● What you are asked to do
Return every line of the data below that contains the string "story", treating uppercase and lowercase letters as different.

***

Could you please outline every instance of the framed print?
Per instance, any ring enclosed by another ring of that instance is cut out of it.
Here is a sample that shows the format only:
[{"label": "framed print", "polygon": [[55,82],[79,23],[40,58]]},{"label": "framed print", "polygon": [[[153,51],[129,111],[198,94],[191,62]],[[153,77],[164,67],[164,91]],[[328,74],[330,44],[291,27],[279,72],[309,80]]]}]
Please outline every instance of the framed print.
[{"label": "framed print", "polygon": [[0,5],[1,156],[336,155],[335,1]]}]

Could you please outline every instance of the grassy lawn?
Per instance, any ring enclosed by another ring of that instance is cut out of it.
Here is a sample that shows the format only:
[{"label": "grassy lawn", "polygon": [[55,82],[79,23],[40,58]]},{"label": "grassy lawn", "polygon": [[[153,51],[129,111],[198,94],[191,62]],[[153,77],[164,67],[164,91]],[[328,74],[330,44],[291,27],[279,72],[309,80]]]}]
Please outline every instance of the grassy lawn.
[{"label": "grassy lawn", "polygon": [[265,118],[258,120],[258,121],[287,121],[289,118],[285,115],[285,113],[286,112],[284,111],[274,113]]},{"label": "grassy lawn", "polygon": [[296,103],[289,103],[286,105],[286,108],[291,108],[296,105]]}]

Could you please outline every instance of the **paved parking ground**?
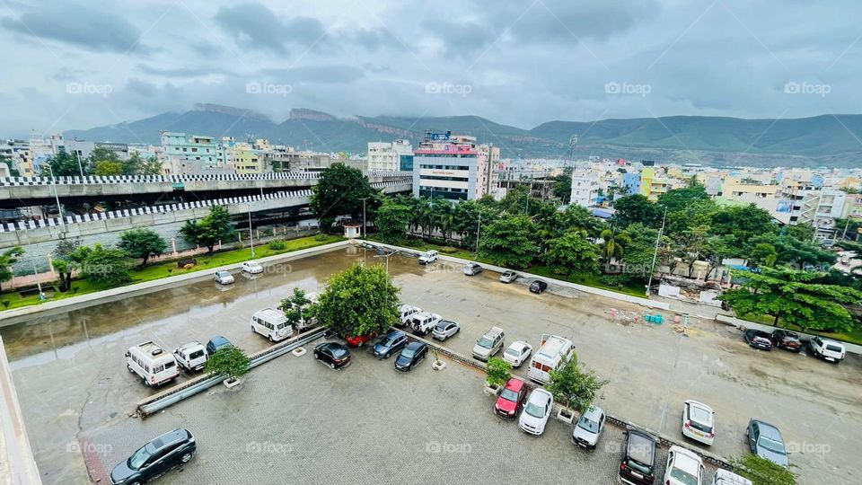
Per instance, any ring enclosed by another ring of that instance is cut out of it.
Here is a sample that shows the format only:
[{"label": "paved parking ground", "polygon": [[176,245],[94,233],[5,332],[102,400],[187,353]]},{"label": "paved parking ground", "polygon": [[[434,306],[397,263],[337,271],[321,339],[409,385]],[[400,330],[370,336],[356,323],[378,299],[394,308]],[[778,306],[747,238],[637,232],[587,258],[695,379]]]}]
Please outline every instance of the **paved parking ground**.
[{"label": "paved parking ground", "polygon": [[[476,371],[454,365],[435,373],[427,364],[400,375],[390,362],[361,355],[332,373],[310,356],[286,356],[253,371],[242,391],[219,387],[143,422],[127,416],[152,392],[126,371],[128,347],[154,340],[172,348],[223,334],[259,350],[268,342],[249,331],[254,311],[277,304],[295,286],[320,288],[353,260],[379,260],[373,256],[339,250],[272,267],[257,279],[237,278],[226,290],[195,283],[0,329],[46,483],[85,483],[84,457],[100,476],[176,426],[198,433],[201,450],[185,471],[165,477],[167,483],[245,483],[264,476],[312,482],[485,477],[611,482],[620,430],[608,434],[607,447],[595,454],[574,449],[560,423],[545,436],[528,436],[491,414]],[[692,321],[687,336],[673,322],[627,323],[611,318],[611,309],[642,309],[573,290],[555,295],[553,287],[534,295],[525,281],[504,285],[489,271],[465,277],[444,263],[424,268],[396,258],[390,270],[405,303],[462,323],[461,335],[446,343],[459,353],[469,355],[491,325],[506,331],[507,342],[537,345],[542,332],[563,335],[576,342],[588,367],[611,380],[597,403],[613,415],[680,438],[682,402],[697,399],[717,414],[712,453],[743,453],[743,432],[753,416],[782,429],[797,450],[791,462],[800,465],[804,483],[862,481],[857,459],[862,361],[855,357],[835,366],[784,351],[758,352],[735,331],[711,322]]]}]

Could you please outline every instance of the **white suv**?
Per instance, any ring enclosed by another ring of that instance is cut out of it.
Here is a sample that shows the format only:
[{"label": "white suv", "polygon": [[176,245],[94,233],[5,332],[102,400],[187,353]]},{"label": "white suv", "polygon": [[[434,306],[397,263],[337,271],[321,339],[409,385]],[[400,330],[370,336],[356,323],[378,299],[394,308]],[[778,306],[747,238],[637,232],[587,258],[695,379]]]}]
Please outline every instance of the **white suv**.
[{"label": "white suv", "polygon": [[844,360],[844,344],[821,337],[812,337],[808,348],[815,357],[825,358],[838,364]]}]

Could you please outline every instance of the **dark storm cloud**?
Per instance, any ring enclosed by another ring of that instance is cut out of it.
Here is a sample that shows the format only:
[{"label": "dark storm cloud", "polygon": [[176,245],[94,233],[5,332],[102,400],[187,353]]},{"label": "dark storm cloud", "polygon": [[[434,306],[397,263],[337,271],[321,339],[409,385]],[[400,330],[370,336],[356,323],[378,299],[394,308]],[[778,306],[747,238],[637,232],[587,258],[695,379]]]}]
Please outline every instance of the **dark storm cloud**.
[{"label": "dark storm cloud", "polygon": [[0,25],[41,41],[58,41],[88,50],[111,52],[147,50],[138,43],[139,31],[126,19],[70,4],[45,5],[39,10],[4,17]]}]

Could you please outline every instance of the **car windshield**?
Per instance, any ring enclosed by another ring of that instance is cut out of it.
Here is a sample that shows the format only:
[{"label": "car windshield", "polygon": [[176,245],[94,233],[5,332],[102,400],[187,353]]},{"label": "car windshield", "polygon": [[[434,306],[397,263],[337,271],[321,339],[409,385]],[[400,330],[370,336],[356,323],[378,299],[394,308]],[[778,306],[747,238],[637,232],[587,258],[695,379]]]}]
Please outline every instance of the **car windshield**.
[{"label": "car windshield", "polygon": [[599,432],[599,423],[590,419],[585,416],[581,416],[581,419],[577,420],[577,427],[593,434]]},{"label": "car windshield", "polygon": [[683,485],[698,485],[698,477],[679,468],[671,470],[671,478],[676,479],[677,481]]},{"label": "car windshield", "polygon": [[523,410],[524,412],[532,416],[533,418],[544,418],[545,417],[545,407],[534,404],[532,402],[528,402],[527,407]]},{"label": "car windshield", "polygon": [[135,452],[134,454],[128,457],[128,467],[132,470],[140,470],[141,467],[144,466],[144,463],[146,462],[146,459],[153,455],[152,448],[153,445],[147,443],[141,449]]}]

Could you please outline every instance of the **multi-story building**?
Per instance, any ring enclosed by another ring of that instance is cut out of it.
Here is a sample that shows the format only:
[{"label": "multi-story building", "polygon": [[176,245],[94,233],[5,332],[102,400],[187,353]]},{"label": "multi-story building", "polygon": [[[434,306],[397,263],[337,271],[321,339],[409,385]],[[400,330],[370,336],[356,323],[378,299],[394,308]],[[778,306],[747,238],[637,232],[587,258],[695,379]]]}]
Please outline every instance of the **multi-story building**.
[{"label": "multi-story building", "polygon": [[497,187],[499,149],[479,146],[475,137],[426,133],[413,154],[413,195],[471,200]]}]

***

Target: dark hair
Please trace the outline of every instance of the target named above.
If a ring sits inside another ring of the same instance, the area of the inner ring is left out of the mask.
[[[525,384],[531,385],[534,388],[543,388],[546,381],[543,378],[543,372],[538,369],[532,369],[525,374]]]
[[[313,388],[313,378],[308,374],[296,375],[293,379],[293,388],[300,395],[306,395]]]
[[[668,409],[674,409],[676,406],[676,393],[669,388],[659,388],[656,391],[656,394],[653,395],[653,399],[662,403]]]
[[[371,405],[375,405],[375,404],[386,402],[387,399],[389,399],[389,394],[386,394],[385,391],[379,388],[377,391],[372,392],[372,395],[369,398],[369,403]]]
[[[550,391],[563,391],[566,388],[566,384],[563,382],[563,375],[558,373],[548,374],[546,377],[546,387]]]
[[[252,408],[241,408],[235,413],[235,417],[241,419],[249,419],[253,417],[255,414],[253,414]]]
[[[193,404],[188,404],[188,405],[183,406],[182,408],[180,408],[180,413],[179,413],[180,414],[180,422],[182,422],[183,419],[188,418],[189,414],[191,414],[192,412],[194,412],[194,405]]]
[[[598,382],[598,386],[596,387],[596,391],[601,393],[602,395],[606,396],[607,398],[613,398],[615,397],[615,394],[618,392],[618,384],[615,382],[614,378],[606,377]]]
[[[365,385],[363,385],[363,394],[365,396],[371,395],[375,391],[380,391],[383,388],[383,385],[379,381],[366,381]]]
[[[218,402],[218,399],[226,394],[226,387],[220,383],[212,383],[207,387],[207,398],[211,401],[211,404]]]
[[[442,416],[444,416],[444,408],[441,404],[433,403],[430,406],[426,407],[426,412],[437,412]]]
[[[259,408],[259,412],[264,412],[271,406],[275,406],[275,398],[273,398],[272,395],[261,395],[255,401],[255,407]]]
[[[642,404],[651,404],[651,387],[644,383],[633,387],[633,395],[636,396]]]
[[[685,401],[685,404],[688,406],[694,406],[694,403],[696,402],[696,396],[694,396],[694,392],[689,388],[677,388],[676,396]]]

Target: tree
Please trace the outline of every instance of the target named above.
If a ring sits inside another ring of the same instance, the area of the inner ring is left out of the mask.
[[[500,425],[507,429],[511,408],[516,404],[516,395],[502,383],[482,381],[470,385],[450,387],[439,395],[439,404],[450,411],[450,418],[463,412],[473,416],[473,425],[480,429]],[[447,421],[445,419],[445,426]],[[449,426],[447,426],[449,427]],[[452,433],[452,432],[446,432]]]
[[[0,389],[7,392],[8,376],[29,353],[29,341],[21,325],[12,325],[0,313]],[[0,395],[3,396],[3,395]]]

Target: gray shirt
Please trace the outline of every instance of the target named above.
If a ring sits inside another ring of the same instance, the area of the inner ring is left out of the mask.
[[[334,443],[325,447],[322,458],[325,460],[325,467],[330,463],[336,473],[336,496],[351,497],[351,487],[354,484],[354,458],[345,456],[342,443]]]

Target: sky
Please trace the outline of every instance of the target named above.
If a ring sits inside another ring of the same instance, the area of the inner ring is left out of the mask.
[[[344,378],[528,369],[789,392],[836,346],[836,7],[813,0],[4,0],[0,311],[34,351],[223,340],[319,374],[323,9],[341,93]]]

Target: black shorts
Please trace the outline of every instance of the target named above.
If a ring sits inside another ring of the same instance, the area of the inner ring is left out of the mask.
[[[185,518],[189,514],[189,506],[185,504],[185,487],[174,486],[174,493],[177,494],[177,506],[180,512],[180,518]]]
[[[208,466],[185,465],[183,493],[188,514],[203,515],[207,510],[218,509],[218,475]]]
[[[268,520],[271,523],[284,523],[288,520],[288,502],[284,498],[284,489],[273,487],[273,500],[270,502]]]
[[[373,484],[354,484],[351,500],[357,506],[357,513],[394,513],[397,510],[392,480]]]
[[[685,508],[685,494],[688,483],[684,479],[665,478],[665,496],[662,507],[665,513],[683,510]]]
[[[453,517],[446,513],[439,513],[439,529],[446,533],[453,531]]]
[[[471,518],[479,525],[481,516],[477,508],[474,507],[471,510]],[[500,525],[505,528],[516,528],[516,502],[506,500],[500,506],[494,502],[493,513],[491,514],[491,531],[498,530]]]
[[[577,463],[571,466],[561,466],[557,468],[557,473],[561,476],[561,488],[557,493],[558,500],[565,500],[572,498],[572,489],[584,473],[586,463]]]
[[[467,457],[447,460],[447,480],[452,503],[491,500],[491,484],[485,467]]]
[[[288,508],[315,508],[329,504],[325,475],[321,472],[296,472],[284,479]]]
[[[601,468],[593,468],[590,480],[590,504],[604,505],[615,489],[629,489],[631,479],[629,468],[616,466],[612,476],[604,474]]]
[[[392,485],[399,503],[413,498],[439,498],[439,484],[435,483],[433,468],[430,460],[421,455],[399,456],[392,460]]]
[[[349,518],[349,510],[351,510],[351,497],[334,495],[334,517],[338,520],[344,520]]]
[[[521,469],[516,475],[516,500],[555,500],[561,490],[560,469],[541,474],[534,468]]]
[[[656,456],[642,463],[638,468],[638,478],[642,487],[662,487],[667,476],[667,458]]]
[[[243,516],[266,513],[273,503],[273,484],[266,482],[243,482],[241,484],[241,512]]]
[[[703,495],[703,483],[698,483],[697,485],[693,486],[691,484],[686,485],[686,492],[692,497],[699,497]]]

***

● Final answer
Could you please outline every instance of the **multi-story building**?
[{"label": "multi-story building", "polygon": [[176,245],[94,233],[5,332],[102,400],[187,353]]},{"label": "multi-story building", "polygon": [[[434,306],[397,263],[337,271],[321,339],[409,385]],[[400,330],[370,336],[356,323],[378,299],[394,308]],[[778,306],[747,238],[637,232],[587,258],[695,379]]]}]
Please outline every instance of the **multi-story building**.
[{"label": "multi-story building", "polygon": [[497,187],[499,149],[479,146],[475,137],[426,133],[413,154],[413,195],[471,200]]}]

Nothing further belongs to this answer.